--- Document passage ---
################

Kayde Reynolds, left, is visited by Debbie Patrick RN, a certified lactation consultant at WellStar Cobb Hospital. Courtesy photo.

Georgia agrees to delay enforcement of lactation consultant licensing

Georgians teaching new mothers how best to breastfeed their children got a reprieve from a new licensing law when the Secretary of State’s Office agreed not to enforce the requirement while a lawsuit challenging it is ongoing.

In a Thursday filing with the Fulton County Superior Court, Secretary of State Brian Kemp agreed not to enforce the law requiring a higher standard of training for lactation consultants until the case is decided. Kemp’s office oversees state licensing boards.

In return, the plaintiffs — members of Reaching Our Sisters Everywhere, an Atlanta-based nonprofit that works to promote breastfeeding in communities of color — filed documents removing members of the Lactation Consultant Advisory Group from the complaint.

################

--- The data ---
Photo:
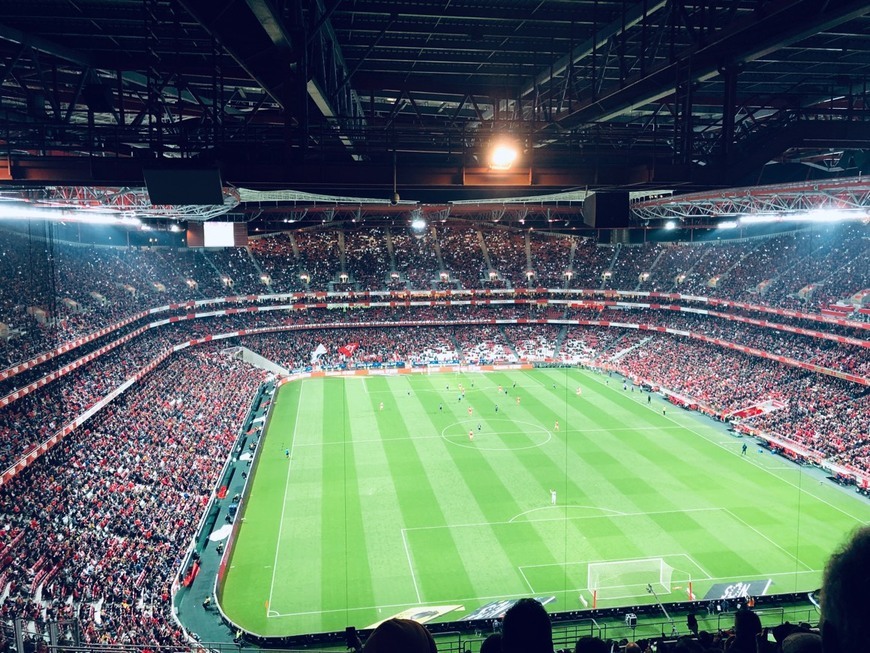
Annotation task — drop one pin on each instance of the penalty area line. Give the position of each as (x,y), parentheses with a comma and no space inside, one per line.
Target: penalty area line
(284,500)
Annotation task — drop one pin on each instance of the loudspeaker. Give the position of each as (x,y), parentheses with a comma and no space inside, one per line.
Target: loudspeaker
(606,210)
(181,183)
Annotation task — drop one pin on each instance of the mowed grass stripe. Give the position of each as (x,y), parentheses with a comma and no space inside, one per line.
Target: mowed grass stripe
(249,581)
(463,475)
(418,502)
(378,504)
(343,546)
(680,482)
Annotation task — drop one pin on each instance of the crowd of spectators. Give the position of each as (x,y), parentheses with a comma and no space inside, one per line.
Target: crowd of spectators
(109,511)
(844,357)
(368,258)
(507,254)
(55,291)
(462,255)
(277,258)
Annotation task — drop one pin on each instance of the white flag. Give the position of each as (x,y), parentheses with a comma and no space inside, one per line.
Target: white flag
(317,353)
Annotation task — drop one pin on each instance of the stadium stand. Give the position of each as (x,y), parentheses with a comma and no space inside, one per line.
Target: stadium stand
(117,478)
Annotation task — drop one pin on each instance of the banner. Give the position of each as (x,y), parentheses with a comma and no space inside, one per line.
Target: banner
(317,353)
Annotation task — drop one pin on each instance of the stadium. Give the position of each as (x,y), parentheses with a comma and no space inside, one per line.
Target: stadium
(285,355)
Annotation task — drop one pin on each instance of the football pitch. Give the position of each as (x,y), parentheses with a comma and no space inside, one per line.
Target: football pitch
(395,496)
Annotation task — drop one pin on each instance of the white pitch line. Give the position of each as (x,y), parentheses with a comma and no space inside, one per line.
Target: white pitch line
(411,566)
(284,501)
(497,597)
(561,508)
(751,462)
(526,512)
(523,574)
(778,546)
(495,431)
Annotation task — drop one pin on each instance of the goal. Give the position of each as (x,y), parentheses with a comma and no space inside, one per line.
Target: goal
(621,578)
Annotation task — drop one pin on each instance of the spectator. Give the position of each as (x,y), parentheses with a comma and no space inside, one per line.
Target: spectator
(845,602)
(400,636)
(527,628)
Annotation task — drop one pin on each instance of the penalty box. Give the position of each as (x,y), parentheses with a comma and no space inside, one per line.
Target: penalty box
(669,538)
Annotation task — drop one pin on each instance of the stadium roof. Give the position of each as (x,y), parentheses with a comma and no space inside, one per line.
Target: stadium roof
(367,98)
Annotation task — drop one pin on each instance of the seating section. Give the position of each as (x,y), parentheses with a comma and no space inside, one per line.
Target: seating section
(98,521)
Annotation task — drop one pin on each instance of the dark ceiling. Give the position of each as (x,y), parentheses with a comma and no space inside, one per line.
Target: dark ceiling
(349,97)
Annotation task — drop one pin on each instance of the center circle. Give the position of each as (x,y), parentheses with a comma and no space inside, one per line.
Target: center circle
(496,439)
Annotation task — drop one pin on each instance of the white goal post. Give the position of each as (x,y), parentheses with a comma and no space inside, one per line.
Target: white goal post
(632,577)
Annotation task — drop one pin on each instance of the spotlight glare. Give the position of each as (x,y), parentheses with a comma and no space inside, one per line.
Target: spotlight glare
(503,156)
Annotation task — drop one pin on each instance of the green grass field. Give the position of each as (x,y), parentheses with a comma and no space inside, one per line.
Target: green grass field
(382,510)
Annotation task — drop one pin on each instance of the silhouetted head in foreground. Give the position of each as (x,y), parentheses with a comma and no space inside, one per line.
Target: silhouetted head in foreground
(845,599)
(400,636)
(527,628)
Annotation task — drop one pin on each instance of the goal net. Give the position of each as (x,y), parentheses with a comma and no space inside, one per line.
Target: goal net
(629,577)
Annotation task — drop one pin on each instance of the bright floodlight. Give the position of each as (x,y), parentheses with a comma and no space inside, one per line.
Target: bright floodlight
(503,156)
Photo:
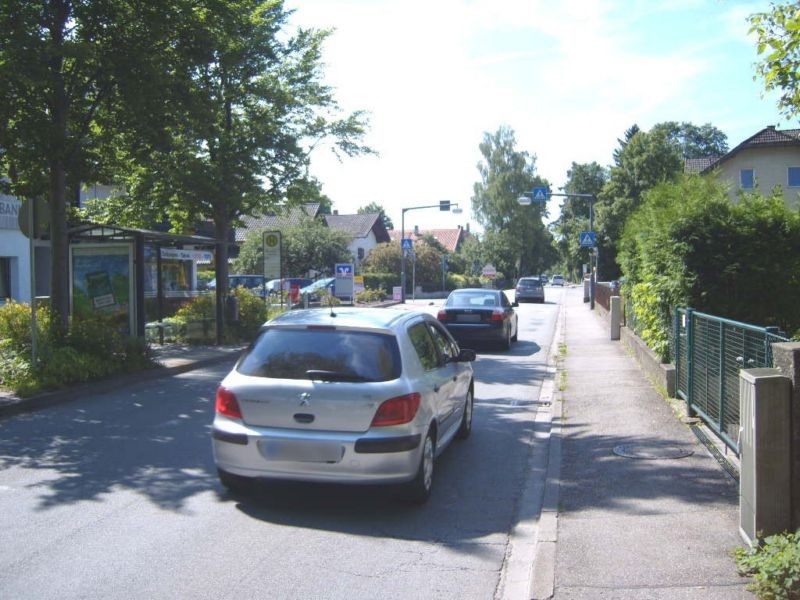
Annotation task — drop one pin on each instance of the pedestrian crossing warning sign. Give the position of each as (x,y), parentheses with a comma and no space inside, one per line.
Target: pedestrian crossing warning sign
(588,239)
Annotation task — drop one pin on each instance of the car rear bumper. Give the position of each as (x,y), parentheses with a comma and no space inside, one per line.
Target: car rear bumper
(465,333)
(391,457)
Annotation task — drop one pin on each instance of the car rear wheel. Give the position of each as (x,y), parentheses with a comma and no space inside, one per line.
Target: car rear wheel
(466,420)
(506,343)
(235,483)
(418,490)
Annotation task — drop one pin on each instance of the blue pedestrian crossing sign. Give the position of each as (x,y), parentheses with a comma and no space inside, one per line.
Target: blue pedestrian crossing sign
(344,270)
(540,194)
(588,239)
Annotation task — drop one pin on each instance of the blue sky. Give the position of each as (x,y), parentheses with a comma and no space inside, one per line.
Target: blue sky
(568,77)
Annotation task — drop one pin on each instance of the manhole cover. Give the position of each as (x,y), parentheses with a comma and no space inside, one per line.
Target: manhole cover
(651,451)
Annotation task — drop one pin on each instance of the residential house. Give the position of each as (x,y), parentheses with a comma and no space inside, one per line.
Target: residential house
(365,231)
(768,159)
(450,239)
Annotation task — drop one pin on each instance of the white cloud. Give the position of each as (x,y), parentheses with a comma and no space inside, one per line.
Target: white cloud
(568,77)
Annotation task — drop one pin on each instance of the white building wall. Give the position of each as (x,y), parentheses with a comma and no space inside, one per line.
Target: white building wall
(15,247)
(366,243)
(770,168)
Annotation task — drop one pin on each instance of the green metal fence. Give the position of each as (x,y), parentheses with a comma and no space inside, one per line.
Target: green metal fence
(708,352)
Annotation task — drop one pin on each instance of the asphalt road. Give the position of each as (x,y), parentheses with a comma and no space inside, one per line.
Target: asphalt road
(116,496)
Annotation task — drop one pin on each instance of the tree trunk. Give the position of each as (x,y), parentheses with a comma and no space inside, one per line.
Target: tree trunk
(59,242)
(59,248)
(222,226)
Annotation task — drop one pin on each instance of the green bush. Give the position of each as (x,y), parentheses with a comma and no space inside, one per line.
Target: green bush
(370,295)
(384,281)
(91,349)
(774,565)
(689,245)
(253,312)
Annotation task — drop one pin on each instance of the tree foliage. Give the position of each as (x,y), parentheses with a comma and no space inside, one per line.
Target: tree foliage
(375,208)
(516,240)
(778,41)
(76,74)
(310,245)
(581,179)
(694,141)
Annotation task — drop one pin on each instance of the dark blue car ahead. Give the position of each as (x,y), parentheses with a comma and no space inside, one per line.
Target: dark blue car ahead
(474,316)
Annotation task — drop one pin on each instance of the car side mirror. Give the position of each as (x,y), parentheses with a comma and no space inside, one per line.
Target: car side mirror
(466,355)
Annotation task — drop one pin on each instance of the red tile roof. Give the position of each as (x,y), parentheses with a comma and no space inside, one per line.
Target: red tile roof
(769,137)
(449,238)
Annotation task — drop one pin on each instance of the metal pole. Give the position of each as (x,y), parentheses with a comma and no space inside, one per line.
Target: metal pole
(413,276)
(402,256)
(32,266)
(592,256)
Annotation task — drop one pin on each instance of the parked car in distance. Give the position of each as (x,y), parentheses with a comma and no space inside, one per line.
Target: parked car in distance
(529,289)
(476,315)
(359,395)
(273,285)
(314,290)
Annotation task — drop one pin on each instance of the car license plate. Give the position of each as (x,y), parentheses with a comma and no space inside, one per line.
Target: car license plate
(302,451)
(469,318)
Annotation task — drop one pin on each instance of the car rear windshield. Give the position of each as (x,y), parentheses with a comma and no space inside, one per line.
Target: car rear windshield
(297,353)
(529,283)
(471,299)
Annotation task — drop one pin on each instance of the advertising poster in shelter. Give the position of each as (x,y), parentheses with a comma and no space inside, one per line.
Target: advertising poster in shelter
(102,283)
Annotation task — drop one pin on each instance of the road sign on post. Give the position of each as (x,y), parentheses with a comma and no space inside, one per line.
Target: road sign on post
(343,284)
(541,194)
(272,255)
(588,239)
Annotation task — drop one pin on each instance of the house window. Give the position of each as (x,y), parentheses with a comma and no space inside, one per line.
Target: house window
(747,179)
(5,278)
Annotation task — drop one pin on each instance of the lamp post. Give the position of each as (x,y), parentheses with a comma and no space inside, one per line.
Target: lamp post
(444,205)
(524,200)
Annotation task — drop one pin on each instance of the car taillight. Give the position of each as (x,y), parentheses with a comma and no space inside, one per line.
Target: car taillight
(227,404)
(397,411)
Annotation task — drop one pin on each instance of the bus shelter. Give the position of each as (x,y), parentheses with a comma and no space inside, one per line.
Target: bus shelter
(131,274)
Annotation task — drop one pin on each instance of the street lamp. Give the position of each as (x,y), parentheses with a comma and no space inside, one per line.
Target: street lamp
(524,200)
(444,205)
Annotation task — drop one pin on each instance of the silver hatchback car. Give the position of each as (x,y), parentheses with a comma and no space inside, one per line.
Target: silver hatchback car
(345,395)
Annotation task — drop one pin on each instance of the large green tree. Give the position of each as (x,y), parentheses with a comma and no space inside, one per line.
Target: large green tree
(646,159)
(308,246)
(777,34)
(523,244)
(72,72)
(253,106)
(574,218)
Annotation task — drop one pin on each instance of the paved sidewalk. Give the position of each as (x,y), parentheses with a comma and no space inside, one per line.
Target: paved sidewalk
(626,524)
(173,358)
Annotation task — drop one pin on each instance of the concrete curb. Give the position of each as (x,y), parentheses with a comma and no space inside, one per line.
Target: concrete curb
(529,567)
(17,406)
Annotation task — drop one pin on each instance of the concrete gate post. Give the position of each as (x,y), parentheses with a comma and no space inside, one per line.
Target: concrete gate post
(786,358)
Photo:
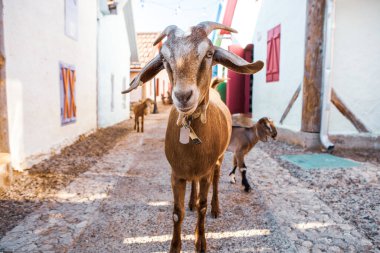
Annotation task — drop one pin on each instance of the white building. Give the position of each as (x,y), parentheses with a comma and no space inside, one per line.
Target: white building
(116,41)
(51,80)
(350,69)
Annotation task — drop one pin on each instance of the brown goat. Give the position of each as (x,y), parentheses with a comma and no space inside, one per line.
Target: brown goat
(243,139)
(140,110)
(188,60)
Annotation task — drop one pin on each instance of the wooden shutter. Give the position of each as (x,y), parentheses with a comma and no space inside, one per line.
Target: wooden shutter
(228,15)
(157,87)
(273,54)
(68,103)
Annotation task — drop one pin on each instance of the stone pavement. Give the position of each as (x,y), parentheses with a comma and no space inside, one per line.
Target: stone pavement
(124,204)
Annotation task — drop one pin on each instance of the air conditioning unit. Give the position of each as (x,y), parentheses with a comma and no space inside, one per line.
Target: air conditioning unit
(108,7)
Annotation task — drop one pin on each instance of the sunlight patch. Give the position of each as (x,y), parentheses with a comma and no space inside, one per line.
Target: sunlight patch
(221,235)
(159,203)
(312,225)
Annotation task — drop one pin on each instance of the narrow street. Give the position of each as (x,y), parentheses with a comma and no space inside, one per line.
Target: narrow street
(124,204)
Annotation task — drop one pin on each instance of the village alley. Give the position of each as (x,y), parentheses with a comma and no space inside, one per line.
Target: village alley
(124,204)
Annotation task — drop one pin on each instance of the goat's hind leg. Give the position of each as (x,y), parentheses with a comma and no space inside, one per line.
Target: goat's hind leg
(243,171)
(179,188)
(193,195)
(215,211)
(200,238)
(232,173)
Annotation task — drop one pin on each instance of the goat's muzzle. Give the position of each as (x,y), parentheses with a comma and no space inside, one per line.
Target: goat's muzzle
(185,100)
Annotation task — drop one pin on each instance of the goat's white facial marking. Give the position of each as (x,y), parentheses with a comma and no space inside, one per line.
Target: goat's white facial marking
(202,49)
(185,98)
(165,52)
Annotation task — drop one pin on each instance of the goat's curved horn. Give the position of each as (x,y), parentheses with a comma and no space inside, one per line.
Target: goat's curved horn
(209,26)
(165,33)
(148,72)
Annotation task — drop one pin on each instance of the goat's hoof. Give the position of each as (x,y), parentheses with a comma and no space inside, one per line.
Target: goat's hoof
(200,245)
(232,179)
(215,213)
(247,189)
(192,206)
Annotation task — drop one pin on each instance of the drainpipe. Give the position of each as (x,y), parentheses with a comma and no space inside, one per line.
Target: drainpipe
(326,74)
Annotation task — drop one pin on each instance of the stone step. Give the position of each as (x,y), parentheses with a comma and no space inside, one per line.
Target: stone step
(6,173)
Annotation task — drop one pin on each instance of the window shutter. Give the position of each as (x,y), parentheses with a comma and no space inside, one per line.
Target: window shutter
(273,54)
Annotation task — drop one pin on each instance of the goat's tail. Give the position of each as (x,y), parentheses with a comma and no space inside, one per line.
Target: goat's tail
(215,81)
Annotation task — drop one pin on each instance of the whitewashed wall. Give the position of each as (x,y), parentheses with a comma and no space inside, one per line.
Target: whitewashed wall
(35,43)
(113,69)
(356,65)
(271,99)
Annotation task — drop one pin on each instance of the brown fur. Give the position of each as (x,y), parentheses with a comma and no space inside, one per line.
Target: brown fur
(243,140)
(140,110)
(188,60)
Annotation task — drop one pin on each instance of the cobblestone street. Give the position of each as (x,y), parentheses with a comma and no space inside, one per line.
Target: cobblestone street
(123,203)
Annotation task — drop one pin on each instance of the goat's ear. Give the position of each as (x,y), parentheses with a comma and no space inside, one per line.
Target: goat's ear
(148,72)
(236,63)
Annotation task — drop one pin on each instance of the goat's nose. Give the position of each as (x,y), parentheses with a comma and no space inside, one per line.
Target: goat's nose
(183,97)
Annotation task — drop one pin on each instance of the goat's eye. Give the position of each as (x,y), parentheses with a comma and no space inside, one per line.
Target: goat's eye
(209,54)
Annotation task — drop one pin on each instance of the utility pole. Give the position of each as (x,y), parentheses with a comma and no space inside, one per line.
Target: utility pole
(4,140)
(312,81)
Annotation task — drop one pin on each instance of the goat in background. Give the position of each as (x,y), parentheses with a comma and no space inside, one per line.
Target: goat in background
(140,110)
(243,139)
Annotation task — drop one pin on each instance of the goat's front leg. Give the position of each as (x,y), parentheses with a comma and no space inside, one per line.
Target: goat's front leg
(215,211)
(193,196)
(200,238)
(179,188)
(243,171)
(232,173)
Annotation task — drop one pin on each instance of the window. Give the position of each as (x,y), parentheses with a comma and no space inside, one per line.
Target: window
(112,92)
(273,54)
(124,101)
(67,87)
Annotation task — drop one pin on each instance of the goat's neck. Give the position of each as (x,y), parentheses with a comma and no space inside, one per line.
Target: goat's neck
(255,134)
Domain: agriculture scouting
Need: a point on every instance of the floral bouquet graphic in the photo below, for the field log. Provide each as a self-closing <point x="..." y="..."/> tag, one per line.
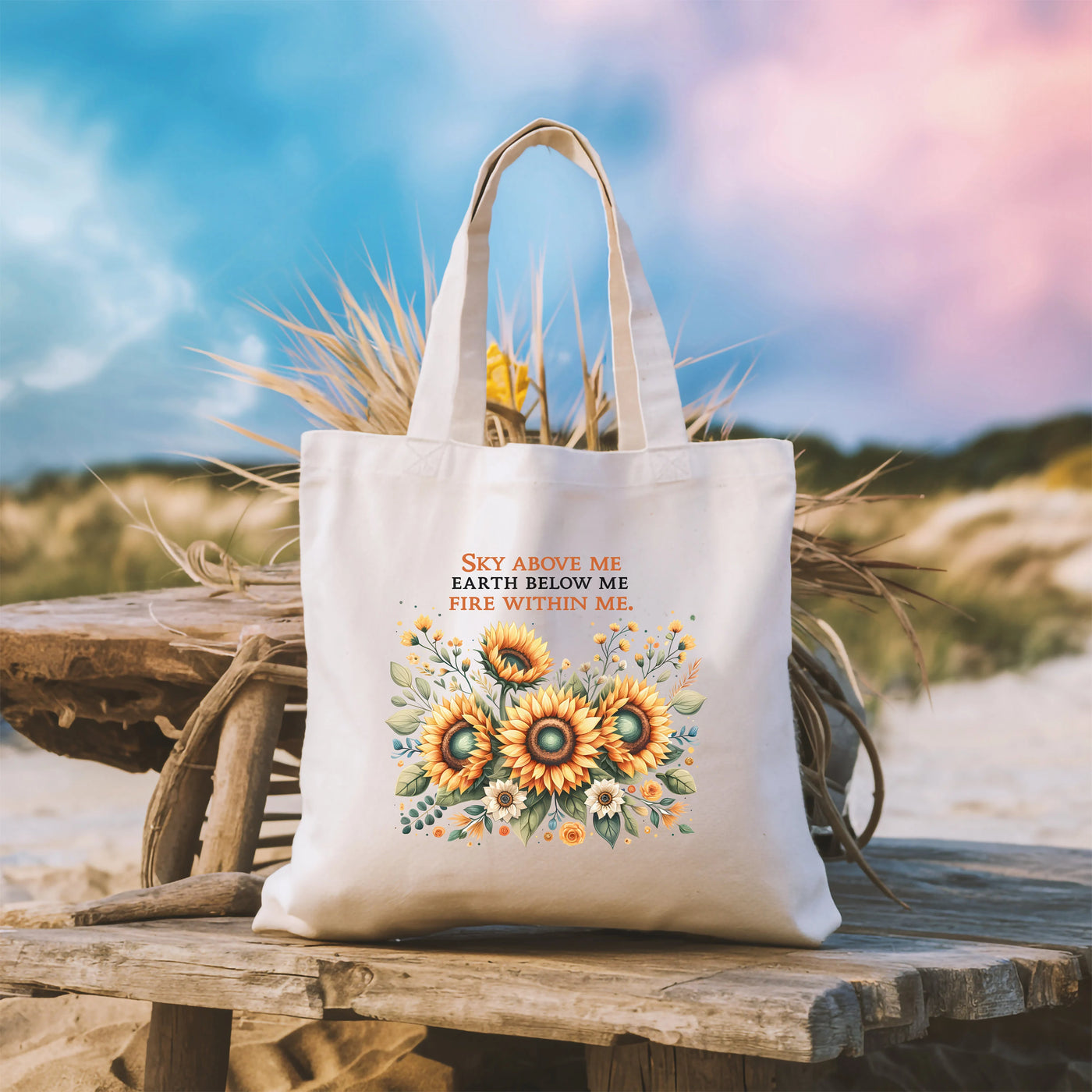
<point x="498" y="740"/>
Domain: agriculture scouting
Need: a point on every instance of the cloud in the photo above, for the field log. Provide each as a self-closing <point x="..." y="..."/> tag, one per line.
<point x="83" y="280"/>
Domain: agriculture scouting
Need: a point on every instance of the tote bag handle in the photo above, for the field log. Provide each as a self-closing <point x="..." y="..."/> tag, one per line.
<point x="451" y="390"/>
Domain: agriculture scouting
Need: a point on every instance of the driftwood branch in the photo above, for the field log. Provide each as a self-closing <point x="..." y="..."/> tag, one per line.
<point x="218" y="895"/>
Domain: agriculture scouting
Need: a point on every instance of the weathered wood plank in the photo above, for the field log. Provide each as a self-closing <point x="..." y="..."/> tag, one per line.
<point x="581" y="986"/>
<point x="975" y="892"/>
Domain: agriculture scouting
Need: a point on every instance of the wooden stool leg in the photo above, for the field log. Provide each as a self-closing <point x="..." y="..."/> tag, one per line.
<point x="240" y="782"/>
<point x="651" y="1067"/>
<point x="187" y="1048"/>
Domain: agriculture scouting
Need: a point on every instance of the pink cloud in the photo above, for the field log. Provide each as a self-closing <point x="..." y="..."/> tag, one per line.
<point x="923" y="163"/>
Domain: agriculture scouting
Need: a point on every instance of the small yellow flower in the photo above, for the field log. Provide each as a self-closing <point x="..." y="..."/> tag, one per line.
<point x="499" y="385"/>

################

--- Check your understanding ---
1. Answer these questions from the article on Georgia's lactation consultant licensing law.
(a) At which hospital is Debbie Patrick a certified lactation consultant?
(b) In which court was the Thursday filing made?
(c) Whom did the plaintiffs remove from the complaint?
2. Reproduce the part of the licensing article starting with "Kayde Reynolds, left, is" and going on through "it is ongoing.", switching "reprieve" to "respite".
3. Proceed with the article on Georgia's lactation consultant licensing law, picking up after its final sentence.

--- Answer section ---
1.
(a) WellStar Cobb Hospital
(b) The Fulton County Superior Court
(c) Members of the Lactation Consultant Advisory Group

2.
Kayde Reynolds, left, is visited by Debbie Patrick RN, a certified lactation consultant at WellStar Cobb Hospital. Courtesy photo.

Georgia agrees to delay enforcement of lactation consultant licensing

Georgians teaching new mothers how best to breastfeed their children got a respite from a new licensing law when the Secretary of State’s Office agreed not to enforce the requirement while a lawsuit challenging it is ongoing.

3.
Mary Jackson, a certified lactation counselor who works at Grady Health System, and other members of ROSE filed the lawsuit Monday against Kemp and the advisory group, saying the law is unconstitutional.

Jackson said she was happy Kemp agreed to allow the counselors to continue practicing.

“There is a lot of work ahead of us, but we are thankful that we can go to work on Monday knowing we’re standing up for what is right,” she said.

Lawmakers in 2016 approved a law that requires lactation consultants to be licensed by the Georgia Secretary of State’s Office. To receive the license, a consultant must hold a certification from the International Board of Lactation Consultant Examiners.

Jackson said there are more than 800 lactation counselors in Georgia. There are 95 consultants licensed by the state.

Since 2016, consultants could apply for state licensing.

To gain certification, consultants must take 14 college courses in health science, complete 90 hours of breastfeeding education, work 1,000 clinical hours providing lactation services and pass a written exam.